(Excerpts of location labeling data)
--

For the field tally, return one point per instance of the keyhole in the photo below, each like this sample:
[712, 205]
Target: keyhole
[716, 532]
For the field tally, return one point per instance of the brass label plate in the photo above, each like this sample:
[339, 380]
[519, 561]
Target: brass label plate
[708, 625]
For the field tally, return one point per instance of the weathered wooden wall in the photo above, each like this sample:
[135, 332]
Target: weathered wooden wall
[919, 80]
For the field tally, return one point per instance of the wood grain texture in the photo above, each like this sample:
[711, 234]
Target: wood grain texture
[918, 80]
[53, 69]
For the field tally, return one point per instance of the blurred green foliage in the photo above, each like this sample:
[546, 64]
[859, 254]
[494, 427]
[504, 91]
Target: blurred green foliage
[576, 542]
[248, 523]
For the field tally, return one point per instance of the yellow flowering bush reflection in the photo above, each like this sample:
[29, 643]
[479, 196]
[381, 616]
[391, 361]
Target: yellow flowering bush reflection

--

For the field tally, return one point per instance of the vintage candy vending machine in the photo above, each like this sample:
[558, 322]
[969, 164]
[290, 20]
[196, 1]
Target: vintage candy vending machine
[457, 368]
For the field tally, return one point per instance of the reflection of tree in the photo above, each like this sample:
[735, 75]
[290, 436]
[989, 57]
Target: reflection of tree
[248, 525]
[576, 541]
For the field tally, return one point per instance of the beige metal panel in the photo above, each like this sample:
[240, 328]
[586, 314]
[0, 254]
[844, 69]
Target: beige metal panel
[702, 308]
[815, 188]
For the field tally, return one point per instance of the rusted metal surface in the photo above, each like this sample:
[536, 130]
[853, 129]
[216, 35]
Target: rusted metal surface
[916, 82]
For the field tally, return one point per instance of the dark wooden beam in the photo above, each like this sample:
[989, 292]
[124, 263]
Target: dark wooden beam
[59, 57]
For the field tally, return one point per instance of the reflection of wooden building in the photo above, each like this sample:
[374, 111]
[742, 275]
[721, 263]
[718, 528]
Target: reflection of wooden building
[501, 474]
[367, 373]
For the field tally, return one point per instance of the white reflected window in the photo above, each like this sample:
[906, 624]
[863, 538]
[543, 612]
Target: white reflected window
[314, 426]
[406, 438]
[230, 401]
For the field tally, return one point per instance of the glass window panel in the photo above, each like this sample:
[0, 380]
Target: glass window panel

--

## Job
Express the lines running from the line that contains "of the glass" up to and including the line that contains "Target: glass window panel" as a JSON list of strings, one string per line, omitting any blank lines.

## Finished exercise
[
  "For the field tally, return one point per instance of the glass window panel in the photo above, each like this sample:",
  "[0, 380]",
  "Target: glass window panel"
]